• _Task brief_
Pull out every line in the entries below that contains the word "standing", and copy each one in full.

Excerpt from a dataset
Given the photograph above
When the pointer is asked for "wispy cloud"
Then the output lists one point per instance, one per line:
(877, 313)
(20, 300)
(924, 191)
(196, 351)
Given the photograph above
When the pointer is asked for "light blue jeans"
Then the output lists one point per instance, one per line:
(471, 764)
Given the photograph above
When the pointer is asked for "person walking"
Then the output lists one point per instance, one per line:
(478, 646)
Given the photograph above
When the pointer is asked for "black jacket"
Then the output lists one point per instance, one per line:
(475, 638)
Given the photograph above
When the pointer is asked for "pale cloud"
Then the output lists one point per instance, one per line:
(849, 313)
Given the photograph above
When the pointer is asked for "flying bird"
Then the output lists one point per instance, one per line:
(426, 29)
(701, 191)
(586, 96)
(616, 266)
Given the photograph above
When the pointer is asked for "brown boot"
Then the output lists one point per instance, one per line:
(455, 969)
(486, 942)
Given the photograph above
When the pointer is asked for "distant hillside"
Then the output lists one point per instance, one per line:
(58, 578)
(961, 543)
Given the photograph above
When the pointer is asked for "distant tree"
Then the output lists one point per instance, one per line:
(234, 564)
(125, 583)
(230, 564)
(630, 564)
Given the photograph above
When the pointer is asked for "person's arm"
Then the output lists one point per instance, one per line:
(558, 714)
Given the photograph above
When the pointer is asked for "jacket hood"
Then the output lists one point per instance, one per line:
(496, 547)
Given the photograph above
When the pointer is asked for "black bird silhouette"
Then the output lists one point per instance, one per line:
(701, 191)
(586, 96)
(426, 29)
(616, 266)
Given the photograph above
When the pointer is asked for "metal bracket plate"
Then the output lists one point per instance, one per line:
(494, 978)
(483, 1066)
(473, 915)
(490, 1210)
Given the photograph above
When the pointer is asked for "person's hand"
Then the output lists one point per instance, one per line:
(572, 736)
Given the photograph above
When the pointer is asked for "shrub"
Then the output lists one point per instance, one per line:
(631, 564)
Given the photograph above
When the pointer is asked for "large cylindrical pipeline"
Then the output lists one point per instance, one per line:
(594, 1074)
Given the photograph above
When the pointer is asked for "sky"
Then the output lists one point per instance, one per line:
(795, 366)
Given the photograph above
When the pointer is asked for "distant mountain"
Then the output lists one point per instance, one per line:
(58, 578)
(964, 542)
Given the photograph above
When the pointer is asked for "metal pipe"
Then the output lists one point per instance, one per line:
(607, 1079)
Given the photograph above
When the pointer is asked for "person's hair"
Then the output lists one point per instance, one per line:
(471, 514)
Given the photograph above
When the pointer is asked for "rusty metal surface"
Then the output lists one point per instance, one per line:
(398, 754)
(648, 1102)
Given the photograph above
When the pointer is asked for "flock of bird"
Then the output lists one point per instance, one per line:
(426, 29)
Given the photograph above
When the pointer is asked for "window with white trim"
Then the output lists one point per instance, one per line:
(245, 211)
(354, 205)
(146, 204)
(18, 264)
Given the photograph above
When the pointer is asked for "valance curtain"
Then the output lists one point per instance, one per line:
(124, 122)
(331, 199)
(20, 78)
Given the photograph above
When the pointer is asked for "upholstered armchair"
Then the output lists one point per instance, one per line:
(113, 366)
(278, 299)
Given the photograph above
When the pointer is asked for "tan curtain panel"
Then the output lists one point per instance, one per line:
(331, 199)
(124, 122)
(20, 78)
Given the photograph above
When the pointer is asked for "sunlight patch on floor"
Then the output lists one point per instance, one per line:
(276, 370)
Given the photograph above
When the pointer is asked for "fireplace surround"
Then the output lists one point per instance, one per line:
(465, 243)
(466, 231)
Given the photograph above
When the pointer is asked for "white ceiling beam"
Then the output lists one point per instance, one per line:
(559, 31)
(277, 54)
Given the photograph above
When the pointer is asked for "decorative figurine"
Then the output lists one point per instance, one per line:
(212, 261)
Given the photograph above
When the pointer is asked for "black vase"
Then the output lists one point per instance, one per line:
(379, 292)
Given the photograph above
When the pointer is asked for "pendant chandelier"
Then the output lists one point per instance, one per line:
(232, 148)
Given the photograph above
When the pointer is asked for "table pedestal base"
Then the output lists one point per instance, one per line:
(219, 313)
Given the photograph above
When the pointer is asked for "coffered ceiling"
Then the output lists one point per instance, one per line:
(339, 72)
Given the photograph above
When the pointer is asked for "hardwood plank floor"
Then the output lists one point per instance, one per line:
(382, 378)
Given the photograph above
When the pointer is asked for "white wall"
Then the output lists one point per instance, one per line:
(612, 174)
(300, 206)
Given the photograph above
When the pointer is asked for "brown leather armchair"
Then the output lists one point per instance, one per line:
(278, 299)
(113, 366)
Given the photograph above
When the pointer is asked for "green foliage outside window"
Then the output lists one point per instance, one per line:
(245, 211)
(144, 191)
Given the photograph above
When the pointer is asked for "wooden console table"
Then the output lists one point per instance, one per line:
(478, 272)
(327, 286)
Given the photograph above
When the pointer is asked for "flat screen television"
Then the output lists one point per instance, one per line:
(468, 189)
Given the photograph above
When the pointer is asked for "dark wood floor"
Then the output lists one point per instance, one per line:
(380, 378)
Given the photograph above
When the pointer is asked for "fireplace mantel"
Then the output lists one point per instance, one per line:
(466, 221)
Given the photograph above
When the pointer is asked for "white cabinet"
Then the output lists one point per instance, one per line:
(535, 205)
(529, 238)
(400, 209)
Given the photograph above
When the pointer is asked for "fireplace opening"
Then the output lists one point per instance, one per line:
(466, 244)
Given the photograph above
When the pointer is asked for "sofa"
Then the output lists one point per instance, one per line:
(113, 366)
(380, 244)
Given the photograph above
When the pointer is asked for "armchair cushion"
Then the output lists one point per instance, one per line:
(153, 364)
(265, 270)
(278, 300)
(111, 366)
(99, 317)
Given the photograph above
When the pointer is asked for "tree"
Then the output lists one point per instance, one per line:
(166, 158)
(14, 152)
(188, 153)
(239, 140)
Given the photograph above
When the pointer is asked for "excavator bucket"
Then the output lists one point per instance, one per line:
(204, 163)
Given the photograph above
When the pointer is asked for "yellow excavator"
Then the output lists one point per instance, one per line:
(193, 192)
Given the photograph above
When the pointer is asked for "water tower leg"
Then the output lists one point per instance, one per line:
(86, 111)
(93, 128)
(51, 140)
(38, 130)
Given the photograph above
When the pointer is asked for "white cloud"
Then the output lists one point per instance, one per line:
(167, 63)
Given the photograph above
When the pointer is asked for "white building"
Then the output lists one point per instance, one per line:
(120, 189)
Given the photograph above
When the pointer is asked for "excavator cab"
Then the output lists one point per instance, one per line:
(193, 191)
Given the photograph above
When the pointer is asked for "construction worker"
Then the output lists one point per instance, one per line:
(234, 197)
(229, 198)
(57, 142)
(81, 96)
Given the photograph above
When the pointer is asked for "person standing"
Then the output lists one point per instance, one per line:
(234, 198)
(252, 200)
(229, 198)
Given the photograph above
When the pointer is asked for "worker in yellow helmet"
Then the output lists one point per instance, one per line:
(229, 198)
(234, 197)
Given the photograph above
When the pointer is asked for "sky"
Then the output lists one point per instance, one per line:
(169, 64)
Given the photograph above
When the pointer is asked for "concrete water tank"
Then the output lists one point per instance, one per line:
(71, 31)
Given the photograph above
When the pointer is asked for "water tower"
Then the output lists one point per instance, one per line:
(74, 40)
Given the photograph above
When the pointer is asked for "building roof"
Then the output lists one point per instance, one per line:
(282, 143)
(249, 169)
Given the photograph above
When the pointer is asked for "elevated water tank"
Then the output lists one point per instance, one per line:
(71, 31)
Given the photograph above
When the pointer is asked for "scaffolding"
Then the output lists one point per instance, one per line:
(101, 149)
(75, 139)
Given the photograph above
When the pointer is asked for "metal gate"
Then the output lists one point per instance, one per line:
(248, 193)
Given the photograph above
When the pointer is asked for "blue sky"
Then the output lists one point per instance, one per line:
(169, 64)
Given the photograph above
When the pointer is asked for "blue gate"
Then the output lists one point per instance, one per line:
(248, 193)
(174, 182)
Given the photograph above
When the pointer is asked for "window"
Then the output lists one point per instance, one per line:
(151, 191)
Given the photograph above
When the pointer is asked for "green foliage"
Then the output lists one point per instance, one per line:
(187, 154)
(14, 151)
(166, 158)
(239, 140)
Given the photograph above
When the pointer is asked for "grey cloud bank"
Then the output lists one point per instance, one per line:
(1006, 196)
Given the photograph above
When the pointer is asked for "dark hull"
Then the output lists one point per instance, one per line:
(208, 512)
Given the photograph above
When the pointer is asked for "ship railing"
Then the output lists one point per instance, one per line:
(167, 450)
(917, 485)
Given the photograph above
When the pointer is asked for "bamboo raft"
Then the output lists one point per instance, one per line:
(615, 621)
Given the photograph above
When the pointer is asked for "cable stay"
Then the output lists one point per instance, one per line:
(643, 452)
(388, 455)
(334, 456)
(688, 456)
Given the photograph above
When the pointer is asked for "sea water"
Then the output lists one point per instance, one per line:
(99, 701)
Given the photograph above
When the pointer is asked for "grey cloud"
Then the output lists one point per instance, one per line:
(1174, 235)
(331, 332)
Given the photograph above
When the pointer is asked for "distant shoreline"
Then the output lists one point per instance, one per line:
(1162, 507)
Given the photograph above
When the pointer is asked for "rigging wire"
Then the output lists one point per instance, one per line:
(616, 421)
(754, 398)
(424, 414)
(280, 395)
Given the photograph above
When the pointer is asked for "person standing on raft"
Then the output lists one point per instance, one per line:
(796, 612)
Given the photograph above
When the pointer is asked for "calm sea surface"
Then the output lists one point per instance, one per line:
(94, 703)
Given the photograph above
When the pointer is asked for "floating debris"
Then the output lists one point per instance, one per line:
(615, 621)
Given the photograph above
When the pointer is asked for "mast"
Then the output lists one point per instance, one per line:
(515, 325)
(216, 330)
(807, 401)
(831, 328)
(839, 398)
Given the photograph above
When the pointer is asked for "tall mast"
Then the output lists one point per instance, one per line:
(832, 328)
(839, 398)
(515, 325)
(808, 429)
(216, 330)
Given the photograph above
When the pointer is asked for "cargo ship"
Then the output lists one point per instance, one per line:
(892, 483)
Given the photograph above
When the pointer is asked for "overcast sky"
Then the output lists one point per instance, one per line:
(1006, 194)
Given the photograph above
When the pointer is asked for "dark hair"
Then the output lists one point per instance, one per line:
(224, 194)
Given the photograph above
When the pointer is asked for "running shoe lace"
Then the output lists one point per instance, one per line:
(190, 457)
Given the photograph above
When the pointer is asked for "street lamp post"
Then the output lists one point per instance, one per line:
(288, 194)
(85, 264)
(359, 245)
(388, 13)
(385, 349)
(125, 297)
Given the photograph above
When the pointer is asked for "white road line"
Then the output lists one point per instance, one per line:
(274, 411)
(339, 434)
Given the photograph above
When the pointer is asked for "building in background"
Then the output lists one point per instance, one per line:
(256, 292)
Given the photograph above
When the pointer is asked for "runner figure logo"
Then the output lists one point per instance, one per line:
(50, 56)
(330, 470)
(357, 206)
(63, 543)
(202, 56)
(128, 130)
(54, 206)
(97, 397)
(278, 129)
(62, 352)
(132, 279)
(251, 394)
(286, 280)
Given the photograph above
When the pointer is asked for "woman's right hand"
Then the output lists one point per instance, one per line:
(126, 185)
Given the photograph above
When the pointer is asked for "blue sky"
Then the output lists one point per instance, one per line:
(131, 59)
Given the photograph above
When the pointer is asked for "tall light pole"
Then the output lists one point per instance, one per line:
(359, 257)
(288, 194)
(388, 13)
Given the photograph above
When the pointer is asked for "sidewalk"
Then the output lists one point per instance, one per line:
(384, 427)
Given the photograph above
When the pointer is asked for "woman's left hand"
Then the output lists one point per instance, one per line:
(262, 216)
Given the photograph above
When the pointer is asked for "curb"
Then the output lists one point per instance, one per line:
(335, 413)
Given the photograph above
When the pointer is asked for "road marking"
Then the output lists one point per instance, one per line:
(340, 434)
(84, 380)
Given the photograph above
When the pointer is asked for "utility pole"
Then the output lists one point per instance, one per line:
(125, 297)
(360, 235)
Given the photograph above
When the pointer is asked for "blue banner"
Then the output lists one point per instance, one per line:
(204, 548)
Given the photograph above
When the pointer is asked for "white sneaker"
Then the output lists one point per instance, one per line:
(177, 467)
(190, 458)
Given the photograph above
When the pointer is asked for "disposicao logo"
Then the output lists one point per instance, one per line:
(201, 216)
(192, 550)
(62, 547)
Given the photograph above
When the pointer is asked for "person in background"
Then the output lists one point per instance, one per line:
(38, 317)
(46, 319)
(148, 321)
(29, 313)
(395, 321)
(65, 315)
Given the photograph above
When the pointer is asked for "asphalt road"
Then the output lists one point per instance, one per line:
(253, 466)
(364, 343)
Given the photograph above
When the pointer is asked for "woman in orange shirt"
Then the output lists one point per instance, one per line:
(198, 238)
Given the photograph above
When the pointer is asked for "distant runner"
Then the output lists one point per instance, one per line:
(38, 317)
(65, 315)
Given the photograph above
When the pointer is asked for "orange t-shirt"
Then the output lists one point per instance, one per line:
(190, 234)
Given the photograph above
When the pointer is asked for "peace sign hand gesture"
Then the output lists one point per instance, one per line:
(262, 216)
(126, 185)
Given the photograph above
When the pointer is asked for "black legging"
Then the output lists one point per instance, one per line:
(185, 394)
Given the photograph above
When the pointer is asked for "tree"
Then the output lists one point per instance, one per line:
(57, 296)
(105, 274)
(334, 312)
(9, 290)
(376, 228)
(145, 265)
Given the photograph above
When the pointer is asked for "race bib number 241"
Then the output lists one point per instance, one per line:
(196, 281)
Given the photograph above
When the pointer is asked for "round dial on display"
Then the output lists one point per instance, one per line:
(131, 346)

• _Finished task_
When the pointer is asked for "person standing"
When the pointer is asked for "person standing on raft"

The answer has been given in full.